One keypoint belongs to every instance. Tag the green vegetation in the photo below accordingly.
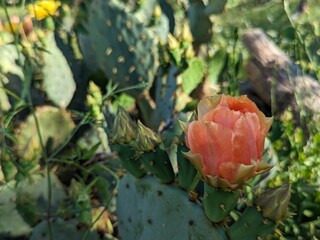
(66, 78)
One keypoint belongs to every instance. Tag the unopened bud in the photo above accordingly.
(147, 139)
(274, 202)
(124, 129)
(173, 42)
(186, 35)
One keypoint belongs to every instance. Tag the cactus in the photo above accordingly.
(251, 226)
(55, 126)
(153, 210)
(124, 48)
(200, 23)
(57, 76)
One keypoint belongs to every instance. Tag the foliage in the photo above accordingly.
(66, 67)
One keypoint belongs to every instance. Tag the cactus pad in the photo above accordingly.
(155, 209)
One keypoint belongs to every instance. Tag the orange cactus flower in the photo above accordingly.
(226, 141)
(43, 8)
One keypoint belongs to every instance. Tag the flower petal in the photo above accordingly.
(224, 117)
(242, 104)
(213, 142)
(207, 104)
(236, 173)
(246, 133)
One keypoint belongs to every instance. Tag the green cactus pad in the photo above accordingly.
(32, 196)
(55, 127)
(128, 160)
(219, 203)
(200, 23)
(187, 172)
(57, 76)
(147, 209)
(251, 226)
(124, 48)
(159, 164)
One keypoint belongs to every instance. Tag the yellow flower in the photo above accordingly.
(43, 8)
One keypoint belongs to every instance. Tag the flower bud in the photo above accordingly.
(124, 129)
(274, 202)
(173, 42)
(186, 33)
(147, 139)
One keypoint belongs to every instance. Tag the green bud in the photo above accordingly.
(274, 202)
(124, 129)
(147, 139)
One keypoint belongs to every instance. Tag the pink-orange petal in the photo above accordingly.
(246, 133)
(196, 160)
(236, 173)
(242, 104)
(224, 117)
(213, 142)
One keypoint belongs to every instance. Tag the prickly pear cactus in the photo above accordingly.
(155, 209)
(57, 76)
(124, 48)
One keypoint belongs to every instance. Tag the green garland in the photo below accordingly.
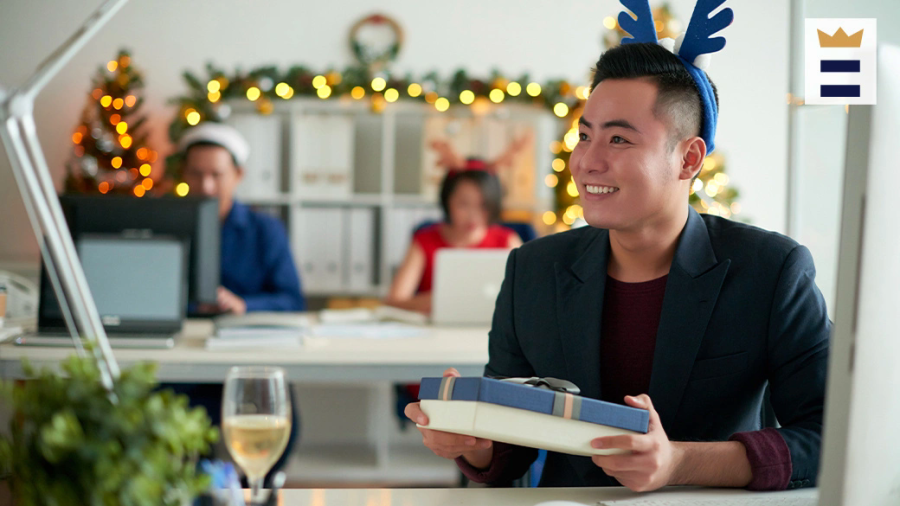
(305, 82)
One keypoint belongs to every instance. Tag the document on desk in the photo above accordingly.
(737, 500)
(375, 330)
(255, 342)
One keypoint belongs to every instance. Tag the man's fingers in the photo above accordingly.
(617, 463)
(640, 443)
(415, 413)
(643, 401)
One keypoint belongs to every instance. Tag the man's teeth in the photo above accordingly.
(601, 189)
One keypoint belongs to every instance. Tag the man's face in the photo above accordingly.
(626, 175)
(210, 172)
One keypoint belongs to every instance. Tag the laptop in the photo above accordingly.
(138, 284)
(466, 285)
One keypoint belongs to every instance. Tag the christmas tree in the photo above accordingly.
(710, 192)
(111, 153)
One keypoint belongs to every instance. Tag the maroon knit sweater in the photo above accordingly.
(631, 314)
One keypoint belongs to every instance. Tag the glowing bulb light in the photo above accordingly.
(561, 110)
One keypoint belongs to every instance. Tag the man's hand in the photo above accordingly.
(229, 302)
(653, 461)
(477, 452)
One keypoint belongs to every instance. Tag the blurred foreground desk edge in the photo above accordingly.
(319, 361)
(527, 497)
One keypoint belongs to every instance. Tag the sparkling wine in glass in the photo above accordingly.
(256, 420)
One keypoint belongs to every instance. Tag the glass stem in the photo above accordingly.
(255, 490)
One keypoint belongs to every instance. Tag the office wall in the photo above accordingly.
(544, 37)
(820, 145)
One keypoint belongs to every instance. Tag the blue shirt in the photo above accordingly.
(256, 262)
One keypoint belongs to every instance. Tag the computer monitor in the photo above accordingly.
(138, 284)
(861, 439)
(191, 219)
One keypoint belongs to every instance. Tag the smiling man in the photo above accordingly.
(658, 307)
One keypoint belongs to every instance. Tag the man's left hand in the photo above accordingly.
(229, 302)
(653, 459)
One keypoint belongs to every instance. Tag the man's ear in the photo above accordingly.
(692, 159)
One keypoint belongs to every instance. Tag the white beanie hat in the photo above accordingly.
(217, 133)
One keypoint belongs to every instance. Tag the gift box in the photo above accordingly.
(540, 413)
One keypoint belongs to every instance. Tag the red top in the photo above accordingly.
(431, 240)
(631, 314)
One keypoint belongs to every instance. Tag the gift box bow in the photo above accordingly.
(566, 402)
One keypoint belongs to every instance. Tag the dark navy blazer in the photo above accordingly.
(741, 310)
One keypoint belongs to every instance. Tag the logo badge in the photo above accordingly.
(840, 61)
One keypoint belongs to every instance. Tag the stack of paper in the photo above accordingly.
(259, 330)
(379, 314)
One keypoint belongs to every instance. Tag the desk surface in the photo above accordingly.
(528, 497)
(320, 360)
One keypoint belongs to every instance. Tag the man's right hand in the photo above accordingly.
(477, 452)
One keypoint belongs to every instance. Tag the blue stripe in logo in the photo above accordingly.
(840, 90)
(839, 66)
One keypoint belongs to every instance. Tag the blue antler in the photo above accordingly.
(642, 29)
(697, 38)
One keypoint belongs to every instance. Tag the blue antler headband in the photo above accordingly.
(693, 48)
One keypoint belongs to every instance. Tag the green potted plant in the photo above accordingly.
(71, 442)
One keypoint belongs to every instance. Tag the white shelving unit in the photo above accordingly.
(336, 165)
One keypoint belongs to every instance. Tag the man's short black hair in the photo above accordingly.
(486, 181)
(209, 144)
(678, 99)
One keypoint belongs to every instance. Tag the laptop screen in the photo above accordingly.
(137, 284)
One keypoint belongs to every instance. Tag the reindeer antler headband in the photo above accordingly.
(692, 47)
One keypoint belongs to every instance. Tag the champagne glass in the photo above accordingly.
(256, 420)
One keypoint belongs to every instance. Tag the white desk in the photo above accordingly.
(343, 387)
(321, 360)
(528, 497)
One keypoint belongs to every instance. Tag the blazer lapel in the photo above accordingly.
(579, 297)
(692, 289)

——————————

» Task description: Convert the lines above into a two-column CSV with the header row instruction,points. Give one row per tagging instruction: put its text in the instruction field and its coordinates in the points field, quote each field, replace line breaks with spaces, and leave out the pictures.

» Answer:
instruction,points
"One keypoint belongs to every instance. Tag the green vegetation in the photo below accordingly.","(66, 78)"
"One keypoint belongs to every instance. Tag the unopened bud in the photo above accordingly.","(147, 139) (274, 202) (124, 129) (173, 42) (186, 35)"
"One keypoint belongs to every instance. Tag the cactus in the photo above accordingly.","(251, 226) (55, 126) (153, 210) (124, 48) (200, 23) (57, 76)"
"One keypoint belongs to every instance. Tag the foliage in the photo above accordingly.","(66, 67)"
"One keypoint belongs to every instance. Tag the cactus pad in the photo above accordingly.","(155, 209)"
"One keypoint belongs to every instance. Tag the orange cactus flower in the photo above accordingly.","(226, 141) (43, 8)"
"One keypoint belongs to every instance. Tag the flower petal in the photo above accordingly.","(224, 117) (242, 104) (213, 142) (207, 104) (236, 173) (246, 133)"
"One keypoint belongs to every instance. Tag the green cactus pad in the photo above accordingly.","(32, 196) (55, 127) (128, 160) (219, 203) (200, 23) (187, 172) (57, 76) (147, 209) (251, 226) (124, 48) (159, 164)"
"One keypoint belongs to every instance. Tag the yellow flower in the photo above accordingly.","(43, 8)"
"One keypoint belongs to every instance. Tag the flower bud in the photo above accordingly.","(124, 129) (274, 202) (173, 42) (186, 33) (147, 139)"
"One keypoint belongs to every instance. Tag the green bud in the photo above accordingly.","(274, 202) (124, 129) (147, 139)"
"One keypoint belongs to every instance. Tag the pink-orange petal in the photo above accordingly.","(246, 133) (196, 160) (236, 173) (242, 104) (224, 117) (213, 142)"
"One keypoint belongs to every instance. Tag the prickly pear cactus in the photo above accordingly.","(155, 209) (57, 76) (124, 48)"
"One keypoint belongs to every instance. Tag the green garland in the photo below accordingly.","(305, 82)"
"One keypoint belongs to every instance. Tag the document on desk in the photo above accordingly.","(737, 500) (375, 330) (255, 342)"
"One keypoint belongs to every instance. Tag the man's fingers in the photo above accordingly.","(617, 463) (640, 443) (415, 413) (643, 401)"
"One keypoint belongs to every instance. Tag the man's teeth in the photo above accordingly.","(601, 189)"
"One keypoint belongs to every instance. Tag the man's face in the photo above accordingly.","(626, 175) (210, 172)"
"One keypoint belongs to every instance. Tag the laptop in the photo above accordingly.","(138, 284) (466, 285)"
"One keypoint belongs to every instance. Tag the christmas tree in the photo above accordingly.","(710, 192) (111, 153)"
"One keypoint belongs to every instance. Tag the maroon knit sweater in the photo above accordingly.","(631, 314)"
"One keypoint belongs to every instance. Tag the glowing bulb light in the photo above accordingly.","(561, 110)"
"One keypoint belongs to every instance. Tag the man's hand in the photo above accordingly.","(229, 302) (653, 461) (477, 452)"
"One keypoint belongs to every instance. Tag the blurred foreground desk edge in the photo above accordingly.","(319, 361) (527, 497)"
"One keypoint belongs to every instance. Tag the sparkling wine in glass in the photo above accordingly.","(256, 420)"
"One keypoint belongs to every instance. Tag the glass stem in the photo above accordingly.","(255, 490)"
"One keypoint belongs to every instance. Tag the office wall in the photo above accordingly.","(544, 37) (820, 145)"
"One keypoint belongs to every instance. Tag the blue shirt in the photo above accordingly.","(256, 262)"
"One keypoint belongs to every instance. Tag the computer monitor in the photo above accordingly.","(138, 284) (861, 439) (191, 219)"
"One keypoint belongs to every instance. Tag the smiling man in the photo above accordingly.","(658, 307)"
"One keypoint belongs to every instance. Tag the man's left hand in the photo above accordingly.","(229, 302) (653, 459)"
"One keypoint belongs to every instance. Tag the man's ear in the photo above accordingly.","(692, 159)"
"One keypoint belongs to every instance. Tag the white beanie hat in the photo above accordingly.","(217, 133)"
"One keypoint belongs to every instance. Tag the gift box in the photo above accordingly.","(540, 413)"
"One keypoint belongs to every instance. Tag the red top in the photo above accordingly.","(431, 240) (631, 314)"
"One keypoint belongs to every instance. Tag the gift box bow in the photo above accordingly.","(566, 402)"
"One keypoint belongs to every instance. Tag the dark navy blazer in the photo above accordingly.","(741, 310)"
"One keypoint belongs to every instance. Tag the logo badge in the photo above accordingly.","(840, 61)"
"One keypoint belongs to every instance. Tag the stack of paper in the photo above accordingly.","(259, 330) (379, 314)"
"One keypoint belongs to every instance. Tag the desk surface in the photo above accordingly.","(528, 497) (320, 360)"
"One keypoint belongs to every instance. Tag the man's right hand in the photo above accordingly.","(477, 452)"
"One keypoint belongs to every instance. Tag the blue stripe in logo in the photo above accordingly.","(840, 90) (839, 66)"
"One keypoint belongs to every instance. Tag the blue antler in the photo above accordingly.","(642, 29) (697, 38)"
"One keypoint belongs to every instance. Tag the blue antler headband in the photo above accordingly.","(693, 48)"
"One keypoint belongs to every instance. Tag the green potted plant in the photo above accordingly.","(71, 442)"
"One keypoint belongs to every instance. Tag the white shelving unit in the photo above accordingly.","(336, 165)"
"One keypoint belongs to every instance. Tag the man's short black hair in the photo above accordingly.","(486, 181) (209, 144) (678, 99)"
"One keypoint belongs to every instance. Tag the laptop screen in the photo above accordingly.","(137, 284)"
"One keypoint belongs to every instance. Tag the reindeer antler headband in the photo above accordingly.","(692, 47)"
"One keypoint belongs to every instance. Tag the champagne glass in the photo above accordingly.","(256, 420)"
"One keypoint belongs to every instance. Tag the white desk in the photo above accordingly.","(343, 387) (321, 360) (528, 497)"
"One keypoint belongs to every instance. Tag the blazer lapel in the photo above accordingly.","(579, 297) (692, 289)"